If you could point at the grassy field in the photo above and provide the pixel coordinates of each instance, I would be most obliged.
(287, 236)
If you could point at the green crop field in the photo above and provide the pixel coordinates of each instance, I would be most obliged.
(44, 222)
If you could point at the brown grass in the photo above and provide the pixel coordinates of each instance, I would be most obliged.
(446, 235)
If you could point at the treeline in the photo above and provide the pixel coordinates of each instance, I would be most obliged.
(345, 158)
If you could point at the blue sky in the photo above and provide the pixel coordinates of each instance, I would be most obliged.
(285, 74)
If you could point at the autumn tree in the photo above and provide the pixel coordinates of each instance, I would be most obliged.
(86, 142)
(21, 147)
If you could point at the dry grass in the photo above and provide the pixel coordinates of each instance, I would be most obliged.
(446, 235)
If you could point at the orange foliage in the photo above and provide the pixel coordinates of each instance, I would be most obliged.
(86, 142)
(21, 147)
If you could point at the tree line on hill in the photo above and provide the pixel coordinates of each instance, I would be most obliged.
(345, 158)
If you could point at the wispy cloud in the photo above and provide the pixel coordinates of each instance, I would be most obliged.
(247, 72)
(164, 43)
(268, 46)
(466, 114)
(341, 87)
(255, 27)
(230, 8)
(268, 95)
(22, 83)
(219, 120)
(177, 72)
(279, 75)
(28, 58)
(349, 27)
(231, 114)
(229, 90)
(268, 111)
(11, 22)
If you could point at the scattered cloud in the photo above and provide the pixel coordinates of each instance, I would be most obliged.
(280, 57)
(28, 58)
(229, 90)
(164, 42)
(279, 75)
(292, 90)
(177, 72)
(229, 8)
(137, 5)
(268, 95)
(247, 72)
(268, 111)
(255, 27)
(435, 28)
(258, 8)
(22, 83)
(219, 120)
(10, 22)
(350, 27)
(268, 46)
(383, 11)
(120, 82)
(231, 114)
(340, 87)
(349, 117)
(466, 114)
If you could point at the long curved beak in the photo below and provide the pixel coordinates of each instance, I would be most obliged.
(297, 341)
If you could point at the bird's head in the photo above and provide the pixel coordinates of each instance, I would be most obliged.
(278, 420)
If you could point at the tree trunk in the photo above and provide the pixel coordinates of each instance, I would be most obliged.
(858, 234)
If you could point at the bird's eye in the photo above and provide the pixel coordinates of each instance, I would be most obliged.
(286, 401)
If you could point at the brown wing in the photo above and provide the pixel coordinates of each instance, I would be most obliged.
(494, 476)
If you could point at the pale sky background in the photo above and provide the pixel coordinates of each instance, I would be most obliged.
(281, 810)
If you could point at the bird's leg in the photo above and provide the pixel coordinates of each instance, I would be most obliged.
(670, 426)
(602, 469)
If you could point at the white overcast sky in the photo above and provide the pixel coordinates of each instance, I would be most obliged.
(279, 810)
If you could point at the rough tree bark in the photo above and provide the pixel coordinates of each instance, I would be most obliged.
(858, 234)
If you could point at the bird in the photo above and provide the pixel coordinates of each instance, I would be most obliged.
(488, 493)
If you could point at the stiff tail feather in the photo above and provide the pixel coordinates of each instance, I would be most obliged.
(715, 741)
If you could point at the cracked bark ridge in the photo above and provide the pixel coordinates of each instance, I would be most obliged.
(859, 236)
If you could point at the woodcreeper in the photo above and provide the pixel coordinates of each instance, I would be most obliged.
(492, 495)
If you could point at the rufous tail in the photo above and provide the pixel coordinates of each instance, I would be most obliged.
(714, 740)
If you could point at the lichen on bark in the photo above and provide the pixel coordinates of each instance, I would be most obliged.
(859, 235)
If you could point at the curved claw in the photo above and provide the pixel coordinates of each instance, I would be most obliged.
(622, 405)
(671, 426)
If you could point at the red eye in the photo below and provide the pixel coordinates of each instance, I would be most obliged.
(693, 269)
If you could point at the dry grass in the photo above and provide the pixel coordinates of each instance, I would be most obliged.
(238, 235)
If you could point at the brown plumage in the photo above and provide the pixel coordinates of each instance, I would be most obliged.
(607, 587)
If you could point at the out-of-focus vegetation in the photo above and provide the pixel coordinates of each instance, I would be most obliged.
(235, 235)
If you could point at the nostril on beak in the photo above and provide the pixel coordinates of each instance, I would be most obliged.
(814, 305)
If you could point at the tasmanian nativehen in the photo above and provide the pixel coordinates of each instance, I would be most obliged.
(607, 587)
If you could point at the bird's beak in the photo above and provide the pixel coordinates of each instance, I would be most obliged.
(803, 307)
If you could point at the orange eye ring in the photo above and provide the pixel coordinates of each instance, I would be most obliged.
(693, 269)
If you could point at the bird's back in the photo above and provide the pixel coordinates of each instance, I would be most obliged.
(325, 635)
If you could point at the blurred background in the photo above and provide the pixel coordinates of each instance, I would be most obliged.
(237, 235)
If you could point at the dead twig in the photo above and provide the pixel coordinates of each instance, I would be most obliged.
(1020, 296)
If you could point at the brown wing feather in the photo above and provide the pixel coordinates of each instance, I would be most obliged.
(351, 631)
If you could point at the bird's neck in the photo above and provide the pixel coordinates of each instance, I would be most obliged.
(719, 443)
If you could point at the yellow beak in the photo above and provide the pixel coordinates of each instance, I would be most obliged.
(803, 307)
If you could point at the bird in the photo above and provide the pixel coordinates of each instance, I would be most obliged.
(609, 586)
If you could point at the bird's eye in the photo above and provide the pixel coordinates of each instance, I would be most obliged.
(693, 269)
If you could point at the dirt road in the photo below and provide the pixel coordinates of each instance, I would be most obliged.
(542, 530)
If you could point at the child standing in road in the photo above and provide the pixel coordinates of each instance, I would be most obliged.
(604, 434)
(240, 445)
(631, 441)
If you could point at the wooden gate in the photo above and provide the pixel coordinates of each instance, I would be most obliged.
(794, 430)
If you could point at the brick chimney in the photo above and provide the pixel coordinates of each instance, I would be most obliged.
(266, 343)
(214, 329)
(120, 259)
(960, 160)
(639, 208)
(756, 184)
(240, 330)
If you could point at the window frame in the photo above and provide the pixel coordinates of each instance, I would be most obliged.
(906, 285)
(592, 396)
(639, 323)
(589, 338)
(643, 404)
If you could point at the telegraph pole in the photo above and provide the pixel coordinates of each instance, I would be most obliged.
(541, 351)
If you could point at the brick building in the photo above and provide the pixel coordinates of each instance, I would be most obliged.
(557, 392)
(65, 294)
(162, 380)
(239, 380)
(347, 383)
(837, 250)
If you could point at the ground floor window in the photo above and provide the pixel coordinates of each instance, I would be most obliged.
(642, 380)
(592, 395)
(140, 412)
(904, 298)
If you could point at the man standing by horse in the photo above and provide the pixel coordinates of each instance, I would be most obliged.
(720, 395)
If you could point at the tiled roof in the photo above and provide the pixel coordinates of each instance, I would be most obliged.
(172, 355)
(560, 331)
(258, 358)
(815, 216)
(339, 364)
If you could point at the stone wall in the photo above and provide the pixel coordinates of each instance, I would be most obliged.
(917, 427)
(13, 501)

********************

* _PROBLEM DESCRIPTION_:
Repeat word for word every line from the one that holds "If you could point at the ground" to the end. Both ends count.

* _RESULT FOR THIS TASK_:
If you could point at the ground floor window in the photo above and provide the pixel coordinates of each instance, I would be most obliged.
(642, 380)
(592, 395)
(140, 412)
(904, 298)
If you could point at the man standing by horse in the photo above and provide the pixel coordinates of each instance, I would be most obliged.
(720, 395)
If you could point at the tiled roof in the photo above and provide the pixel coordinates of each instance, I would be most obliged.
(172, 355)
(560, 331)
(258, 358)
(815, 216)
(339, 364)
If you could point at the stone wall in the photo above and provide the pixel coordinates of each instance, I would be most obliged.
(917, 427)
(13, 501)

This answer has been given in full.